The income tax provision (benefit) differs from the amount computed by
applying the statutory federal income tax rate to income (loss) before income
taxes as follows:


Year Ended September 30,
-------------------------------------
2000 1999 1998
---- ---- ----

Tax at statutory rate.................................................... $ 972 $3,928 $5,341
State taxes, net of federal benefit...................................... (42) 51 26
Revision of tax estimates and contingencies.............................. (151) (3,463)
Statutory depletion...................................................... (1,330)
Increase (decrease) in valuation allowance............................... (3,204) 489 (732)
Other.................................................................... (17) (31) 32
------- ------ ------
($2,291) $2,956 $1,204
======= ====== ======

At September 30, 2000, the Company had the following tax carryforwards
available:


Federal Tax
------------------------
Alternative
Minimum
Regular Tax
------- -----------
Net operating loss.......................... $ 2,888 $25,120
Alternative minimum tax credits............. $ 3,953 N/A
Statutory depletion......................... $10,246

The net operating loss carryforwards expire from 2001 through 2009.

On September 9, 1994, the Company experienced a change of ownership for
tax purposes. As a result of such change of ownership, the Company's net
operating loss carryforward became subject to an annual limitation of $7,845.
Such annual limitation, however, was increased by the amount of net built-in
gain at the time of the change of ownership. Such net built-in gain aggregated
$219,430. During the fiscal years ended September 30,1999 and 1998 the Company
used $4,367, and $10,295, respectively, of its net operating loss carryforwards,
including $2,765 of built-in gains.

The Company also has approximately $58,000 in individual state tax loss
carryforwards available at September 30, 2000. Approximately $47,000 of such
carryforwards are primarily available to offset taxable income apportioned to
certain states in which the Company has no operations and currently has no plans
for future operations. As a result, it is probable most of such state tax
carryforwards will expire unused.

NOTE 18 - RELATED PARTIES

Sale of Subsidiaries

On March 31, 1993, the Company entered into an agreement to sell to
Terrapin Resources, Inc. ("Terrapin") its oil and gas partnership management
businesses for $1,100 ($800 note bearing interest at 8% per annum and $300
cash), which approximated book value. The closing of the stock purchase
transaction occurred on June 30, 1993. Terrapin is wholly-owned by an officer
and director of the Company. In December 1994, the note was repaid.

-- -- --

Given request A:
According to the financial notes, over what span of years do the net operating loss carryforwards expire?
Given request B:
Rewrite the paragraph in the financial notes that begins "The Company also has approximately $58,000" as a short bulleted list that keeps its main facts.
Given request C:
From the financial notes, output the passage from "Federal Tax" up to and including "2001 through 2009.", copied word for word.

-- -- --

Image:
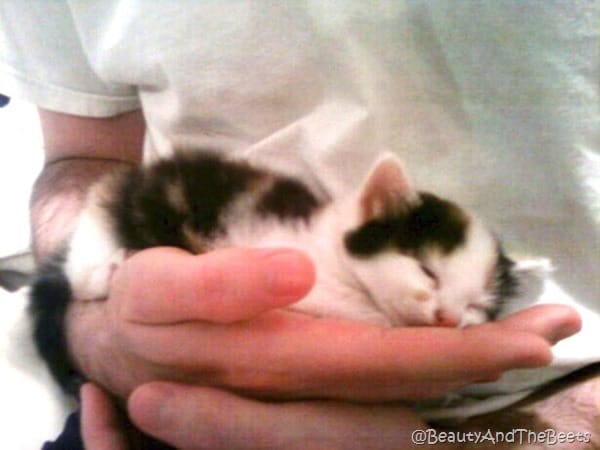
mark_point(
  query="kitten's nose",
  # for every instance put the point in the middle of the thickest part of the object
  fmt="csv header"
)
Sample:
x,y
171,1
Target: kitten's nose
x,y
445,319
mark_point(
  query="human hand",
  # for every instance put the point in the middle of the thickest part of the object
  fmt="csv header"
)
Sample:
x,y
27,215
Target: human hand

-- -- --

Output A:
They expire from 2001 through 2009.

Output B:
- At September 30, 2000, the Company had about $58,000 in individual state tax loss carryforwards.
- About $47,000 of these mainly offset taxable income apportioned to states where the Company has no operations and no current plans for future operations.
- As a result, most of these state tax carryforwards will probably expire unused.

Output C:
Federal Tax
------------------------
Alternative
Minimum
Regular Tax
------- -----------
Net operating loss.......................... $ 2,888 $25,120
Alternative minimum tax credits............. $ 3,953 N/A
Statutory depletion......................... $10,246

The net operating loss carryforwards expire from 2001 through 2009.